*GIVEN INFORMATION*

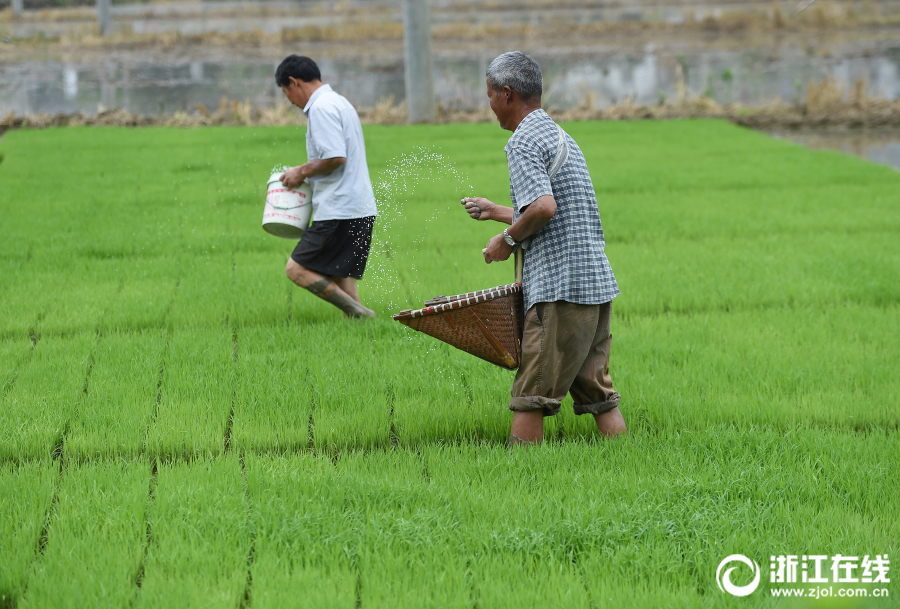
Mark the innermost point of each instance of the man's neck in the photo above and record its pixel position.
(309, 88)
(520, 115)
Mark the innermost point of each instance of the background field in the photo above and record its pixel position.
(179, 426)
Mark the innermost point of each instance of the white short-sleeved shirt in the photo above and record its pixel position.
(333, 130)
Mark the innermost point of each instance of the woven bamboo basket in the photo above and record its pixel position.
(487, 323)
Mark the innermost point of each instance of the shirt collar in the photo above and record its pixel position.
(312, 98)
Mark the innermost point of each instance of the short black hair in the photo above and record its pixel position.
(301, 68)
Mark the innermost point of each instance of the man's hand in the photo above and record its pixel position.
(293, 177)
(497, 250)
(479, 208)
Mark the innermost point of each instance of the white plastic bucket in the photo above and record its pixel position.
(288, 210)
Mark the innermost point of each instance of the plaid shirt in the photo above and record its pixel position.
(565, 260)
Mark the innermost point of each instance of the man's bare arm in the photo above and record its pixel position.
(294, 176)
(532, 219)
(480, 208)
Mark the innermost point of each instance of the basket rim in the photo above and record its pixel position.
(461, 301)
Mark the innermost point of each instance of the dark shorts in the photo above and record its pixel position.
(336, 248)
(565, 349)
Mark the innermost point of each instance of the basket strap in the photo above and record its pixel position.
(562, 153)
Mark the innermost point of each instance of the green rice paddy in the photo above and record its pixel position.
(181, 427)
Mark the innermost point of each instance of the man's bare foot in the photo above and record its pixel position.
(361, 315)
(611, 423)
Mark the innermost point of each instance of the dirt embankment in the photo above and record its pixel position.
(827, 105)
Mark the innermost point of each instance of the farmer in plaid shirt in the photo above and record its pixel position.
(568, 283)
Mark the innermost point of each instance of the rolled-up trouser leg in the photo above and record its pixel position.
(592, 388)
(557, 339)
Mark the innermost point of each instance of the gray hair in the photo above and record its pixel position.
(517, 71)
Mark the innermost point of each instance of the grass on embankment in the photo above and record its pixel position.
(145, 321)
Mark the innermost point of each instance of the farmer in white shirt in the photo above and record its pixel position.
(332, 255)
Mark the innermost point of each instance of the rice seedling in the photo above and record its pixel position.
(26, 490)
(35, 413)
(201, 536)
(122, 399)
(196, 395)
(753, 342)
(302, 547)
(273, 400)
(95, 539)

*EXERCISE INSTRUCTIONS*
Copy the records above exactly. The pictures are not part of the copy.

*THE COMPLETED TASK*
Mark the innermost point of each instance of the man's neck in the photo above and record its pixel position.
(309, 88)
(520, 115)
Mark the innermost point of each instance of the background field in the photo above and record its pixel position.
(179, 426)
Mark the innermost point of each instance of the white short-sleeved shirt in the photo above and record its pixel position.
(333, 130)
Mark the innermost point of each instance of the woven bamboo basket in the photo above and record its pixel position.
(487, 323)
Mark the innermost point of each instance of the shirt collar in the photo above and record its pixel position.
(312, 98)
Mark the innermost point of each instance of the short black hair in the photo above and record its pixel position.
(301, 68)
Mark the innermost point of each instance of the man's hand in the photo above and record its pixel position.
(293, 177)
(497, 250)
(479, 208)
Mark the innermost point of each instance of the white plastic bucket in the photo above and record its pixel position.
(288, 210)
Mark the innermost point of each instance of the plaid shirt in the photo above and record its pixel position.
(565, 260)
Mark the innermost point of each instance of the man's bare arm in the photo above and record its pixel position.
(294, 176)
(532, 219)
(480, 208)
Mark the innermost point of each instance of the basket rim in the photo above and record its pixel position.
(461, 301)
Mark the innermost point of each instance of the dark shorts in the photo above and record its pixel position.
(336, 248)
(565, 349)
Mark the innermost point of each instance of the basket strap in the photo above and record its pixel position.
(562, 153)
Mark the innermost point of each instance of the green rice paddy in the photo above and record its pixel position.
(181, 427)
Mark the innermost point of each instance of the man's bare foot in the photo above and record its pixel position.
(361, 315)
(611, 423)
Mark the innermost point of each instance of the dirt embankment in the photo above and record its pixel position.
(827, 105)
Mark the innermost point of each instance of the farmer in plaid shirt in the photo above and record its pixel position.
(568, 283)
Mark the innermost point of each instance of the rolled-up trouser leg in the photo above and record its pixel position.
(592, 388)
(557, 339)
Mark the innermost point of each instance of the gray hair in the photo above and record its pixel position.
(517, 71)
Mark the innermost point of each instance of the grass on embankment in the photo above and record its pixel position.
(145, 321)
Mark the innermost point of each instance of the farmer in white shirt in the photo above and record its pixel position.
(332, 255)
Mark the innermost point of each instance of the rice seedling in the photo above and record its pixel position.
(26, 490)
(35, 413)
(201, 536)
(122, 399)
(196, 395)
(753, 342)
(302, 547)
(273, 400)
(95, 539)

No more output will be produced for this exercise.